(TEXTE PRÉSENTÉ):
= = = = = = =

Des sifflets et des slogans anti-français : fin février 2015,
l’ambassadrice de France au Cameroun, Christine Robichon, a été très mal
accueillie lorsqu’elle s’est jointe à une marche organisée à Yaoundé
pour dénoncer les exactions de Boko Haram dans le nord du pays. « La France dehors », « On ne veut pas la France », ont crié des manifestants, selon le quotidien Le Messager. Jamais
un tel incident ne s’était produit au Cameroun. Quelques semaines
auparavant, l’ambassadrice n’était pas venue à la traditionnelle
cérémonie de présentation des vœux de début d’année réunissant tous les
diplomates et le président Paul Biya, au pouvoir depuis 1982. Là aussi,
c’était une première : aucun ambassadeur de France – pays qui a depuis
un siècle une forte emprise au Cameroun – n’avait jamais manqué ce
rendez-vous. À eux seuls, ces deux événements illustrent la
détérioration spectaculaire des relations entre la France et le
Cameroun.
Rien ne va plus entre Paris et Yaoundé depuis, précisément, que Biya a
compris que la France voulait le pousser vers la sortie. La rupture est
apparue au grand jour, fin 2011, après la dernière élection
présidentielle : plusieurs messages des autorités françaises ont montré
une prise de distance. « Lors du scrutin, de nombreuses défaillances
et irrégularités ont été constatées. La France souhaite que des mesures
soient prises pour que celles-ci ne se reproduisent pas », avait
déclaré un porte-parole du ministère français des affaires étrangères.
Jusque-là, Paris n’avait jamais critiqué des élections au Cameroun,
pourtant systématiquement truquées. Le président français Nicolas
Sarkozy a ensuite mis trois semaines avant de féliciter Biya pour sa
réélection. Nouvelle douche froide pour les autorités camerounaises
lorsqu’elles ont lu le message fielleux de l’Élysée : « Alors que
votre pays connaîtra de nouveau des élections en 2012, je ne doute pas
que vous saurez, d’ici là, mettre en œuvre les réformes et les moyens
nécessaires au bon fonctionnement d’Elecam [l’organe électoral] et, par
voie de conséquence, au renforcement de la démocratie au Cameroun. »
Un témoin clé confie que, à la même période, Biya, sous pression,
avait promis à Sarkozy qu’il quitterait le palais présidentiel d’Étoudi
en 2013. Paris avait déjà des vues sur un potentiel successeur… Mais la
défaite de Sarkozy à la présidentielle française de 2012 a remis les
compteurs à zéro, et le marché entre les deux hommes est passé à la
trappe. Il est d'ailleurs probable que Biya, qui a toujours su dire aux
Occidentaux ce qu’ils souhaitaient entendre, ait misé sur un tel
scénario. Entre temps, Sarkozy est devenu le premier président français à
ne pas être allé au Cameroun, alors qu’il s’est rendu dans des pays
voisins comme le Gabon et le Tchad. François Hollande, qui a effectué
des visites officielles dans plusieurs États de la région depuis 2012, a
lui aussi pour l’instant évité Yaoundé, comme si cela ne valait plus la
peine d’y aller tant que Biya est là. Jacques Chirac est donc le
dernier chef d’État français à être venu dans le pays des Lions
indomptables : c’était en 1999.

= = = = = = =

(CONSIGNES):
a. Restituez à l'identique le passage du texte présenté qui s'ouvre sur les mots contenant "Rien ne va plus" et se ferme sur "des affaires étrangères.".
b. Répondez brièvement à ces questions sur le texte présenté :
(i) Dans quelle ville s'est déroulée la marche à laquelle l'ambassadrice de France s'est jointe ?
(ii) Combien de temps Nicolas Sarkozy a-t-il attendu avant de féliciter Biya pour sa réélection ?
(iii) En quelle année Jacques Chirac est-il venu au Cameroun ?
Les lignes qui viennent après le texte présenté forment un matériau à part.

= = = = = = =

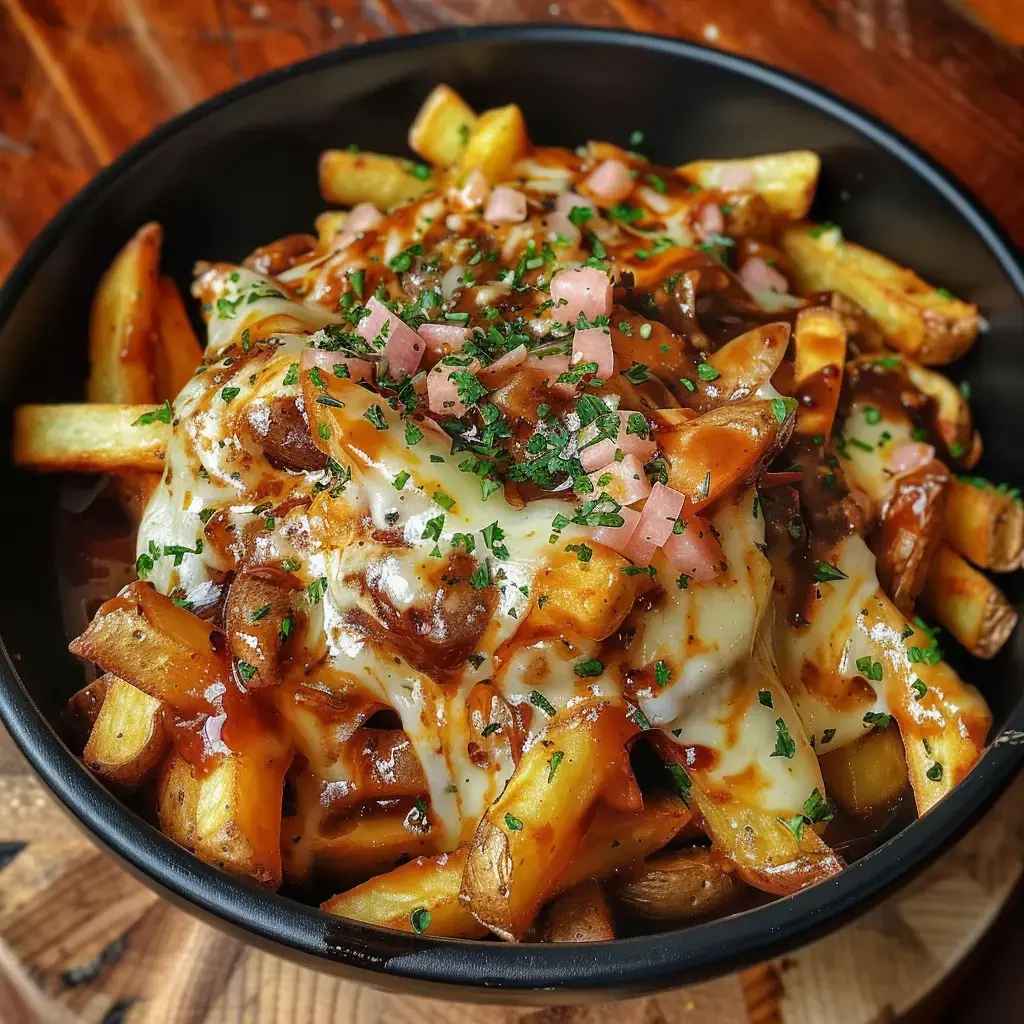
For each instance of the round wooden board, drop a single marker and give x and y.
(81, 942)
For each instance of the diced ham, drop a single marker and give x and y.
(506, 206)
(585, 290)
(603, 452)
(658, 516)
(758, 274)
(625, 481)
(710, 220)
(609, 182)
(443, 339)
(442, 392)
(908, 456)
(567, 202)
(363, 217)
(617, 538)
(695, 551)
(733, 177)
(357, 370)
(558, 226)
(403, 348)
(594, 345)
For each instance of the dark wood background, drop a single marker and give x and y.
(80, 80)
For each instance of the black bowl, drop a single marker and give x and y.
(241, 170)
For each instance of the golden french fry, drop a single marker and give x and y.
(348, 178)
(922, 322)
(88, 438)
(582, 914)
(497, 140)
(786, 180)
(677, 884)
(123, 321)
(177, 798)
(819, 345)
(128, 739)
(178, 352)
(969, 604)
(867, 774)
(985, 523)
(526, 839)
(442, 127)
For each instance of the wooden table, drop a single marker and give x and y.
(80, 80)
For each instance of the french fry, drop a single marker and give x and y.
(497, 140)
(128, 739)
(442, 127)
(348, 178)
(867, 774)
(916, 318)
(707, 457)
(144, 638)
(786, 180)
(968, 604)
(819, 345)
(582, 914)
(123, 321)
(677, 884)
(177, 798)
(238, 815)
(985, 524)
(526, 839)
(178, 353)
(88, 438)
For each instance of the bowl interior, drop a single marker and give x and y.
(242, 171)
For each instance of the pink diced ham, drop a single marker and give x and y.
(358, 370)
(909, 456)
(403, 348)
(617, 538)
(442, 392)
(585, 290)
(363, 217)
(603, 452)
(443, 339)
(695, 551)
(658, 516)
(625, 481)
(758, 274)
(594, 345)
(506, 206)
(610, 182)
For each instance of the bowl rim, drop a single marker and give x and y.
(470, 969)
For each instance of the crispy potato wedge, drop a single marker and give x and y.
(968, 604)
(427, 888)
(88, 438)
(867, 774)
(238, 815)
(442, 127)
(725, 444)
(497, 140)
(144, 638)
(128, 740)
(177, 798)
(916, 318)
(819, 347)
(526, 839)
(123, 322)
(348, 178)
(178, 352)
(786, 180)
(582, 914)
(985, 524)
(677, 884)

= = = = = = =

(RÉPONSES):
a.
Rien ne va plus entre Paris et Yaoundé depuis, précisément, que Biya a
compris que la France voulait le pousser vers la sortie. La rupture est
apparue au grand jour, fin 2011, après la dernière élection
présidentielle : plusieurs messages des autorités françaises ont montré
une prise de distance. « Lors du scrutin, de nombreuses défaillances
et irrégularités ont été constatées. La France souhaite que des mesures
soient prises pour que celles-ci ne se reproduisent pas », avait
déclaré un porte-parole du ministère français des affaires étrangères.

b.
(i) À Yaoundé.
(ii) Trois semaines.
(iii) En 1999.